Change "basket weave pattern" to "woven texture" in the lines running from the beginning of the material through the line containing "[80,46,366,258]", and give those lines again with everything else unchanged.

=== DATA ROWS ===

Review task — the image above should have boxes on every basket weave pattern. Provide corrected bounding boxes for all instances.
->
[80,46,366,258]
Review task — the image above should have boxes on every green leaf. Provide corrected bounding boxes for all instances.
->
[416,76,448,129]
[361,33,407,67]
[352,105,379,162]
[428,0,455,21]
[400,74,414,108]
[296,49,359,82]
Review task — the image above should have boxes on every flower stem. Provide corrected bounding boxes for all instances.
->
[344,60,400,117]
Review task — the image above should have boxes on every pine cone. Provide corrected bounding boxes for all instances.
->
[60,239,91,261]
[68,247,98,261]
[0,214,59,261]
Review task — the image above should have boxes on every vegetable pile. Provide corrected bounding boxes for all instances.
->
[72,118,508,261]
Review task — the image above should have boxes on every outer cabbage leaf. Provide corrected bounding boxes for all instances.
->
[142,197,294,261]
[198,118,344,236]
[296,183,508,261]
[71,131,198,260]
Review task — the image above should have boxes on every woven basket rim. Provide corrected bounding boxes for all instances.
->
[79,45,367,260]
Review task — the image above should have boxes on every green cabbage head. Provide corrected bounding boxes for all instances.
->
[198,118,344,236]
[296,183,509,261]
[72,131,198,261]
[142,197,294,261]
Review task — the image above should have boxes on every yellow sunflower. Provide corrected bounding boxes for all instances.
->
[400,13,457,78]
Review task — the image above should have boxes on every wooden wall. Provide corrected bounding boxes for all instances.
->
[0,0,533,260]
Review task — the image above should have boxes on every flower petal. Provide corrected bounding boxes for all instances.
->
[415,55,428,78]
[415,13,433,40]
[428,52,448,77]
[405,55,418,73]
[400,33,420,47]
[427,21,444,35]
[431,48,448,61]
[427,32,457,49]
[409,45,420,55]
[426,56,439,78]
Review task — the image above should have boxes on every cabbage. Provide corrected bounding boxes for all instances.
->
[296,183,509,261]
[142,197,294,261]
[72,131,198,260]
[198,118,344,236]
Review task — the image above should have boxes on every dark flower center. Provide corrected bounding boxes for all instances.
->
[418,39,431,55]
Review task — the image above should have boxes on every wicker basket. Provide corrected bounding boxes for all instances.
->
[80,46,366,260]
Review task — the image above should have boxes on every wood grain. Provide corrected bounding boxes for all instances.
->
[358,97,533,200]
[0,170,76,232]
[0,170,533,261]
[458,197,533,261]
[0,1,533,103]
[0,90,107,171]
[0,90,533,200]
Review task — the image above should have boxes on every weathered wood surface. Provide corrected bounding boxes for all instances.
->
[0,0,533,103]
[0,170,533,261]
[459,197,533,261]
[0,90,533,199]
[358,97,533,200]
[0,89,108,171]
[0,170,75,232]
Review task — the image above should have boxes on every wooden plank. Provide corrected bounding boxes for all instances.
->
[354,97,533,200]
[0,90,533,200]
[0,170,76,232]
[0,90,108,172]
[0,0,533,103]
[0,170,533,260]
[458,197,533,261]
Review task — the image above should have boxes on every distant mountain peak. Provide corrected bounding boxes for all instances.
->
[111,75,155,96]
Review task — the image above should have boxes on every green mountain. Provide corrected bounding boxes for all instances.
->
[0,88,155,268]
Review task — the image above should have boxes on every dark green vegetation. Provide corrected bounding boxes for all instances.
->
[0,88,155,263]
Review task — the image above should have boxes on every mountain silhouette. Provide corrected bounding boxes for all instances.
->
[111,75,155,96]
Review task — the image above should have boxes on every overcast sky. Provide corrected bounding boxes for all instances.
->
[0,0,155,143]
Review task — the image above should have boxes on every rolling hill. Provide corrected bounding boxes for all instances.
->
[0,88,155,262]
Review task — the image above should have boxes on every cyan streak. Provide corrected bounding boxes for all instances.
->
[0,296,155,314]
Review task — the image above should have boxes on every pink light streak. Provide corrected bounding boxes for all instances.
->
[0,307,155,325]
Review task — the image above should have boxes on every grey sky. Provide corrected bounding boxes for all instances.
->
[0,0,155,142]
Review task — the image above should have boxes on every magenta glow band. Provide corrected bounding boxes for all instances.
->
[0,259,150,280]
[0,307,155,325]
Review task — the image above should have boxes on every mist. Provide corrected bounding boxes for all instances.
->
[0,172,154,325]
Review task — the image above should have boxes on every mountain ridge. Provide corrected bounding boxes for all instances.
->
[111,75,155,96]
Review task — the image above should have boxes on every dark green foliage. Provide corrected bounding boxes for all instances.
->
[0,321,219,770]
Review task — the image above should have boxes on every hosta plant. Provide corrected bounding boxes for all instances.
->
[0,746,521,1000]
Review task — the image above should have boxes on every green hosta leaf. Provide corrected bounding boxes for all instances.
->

===

### [RESPONSE TO THE TASK]
Review task — the image above should have boxes on every woven texture. Provide corrected bounding boxes for all instances.
->
[80,46,366,258]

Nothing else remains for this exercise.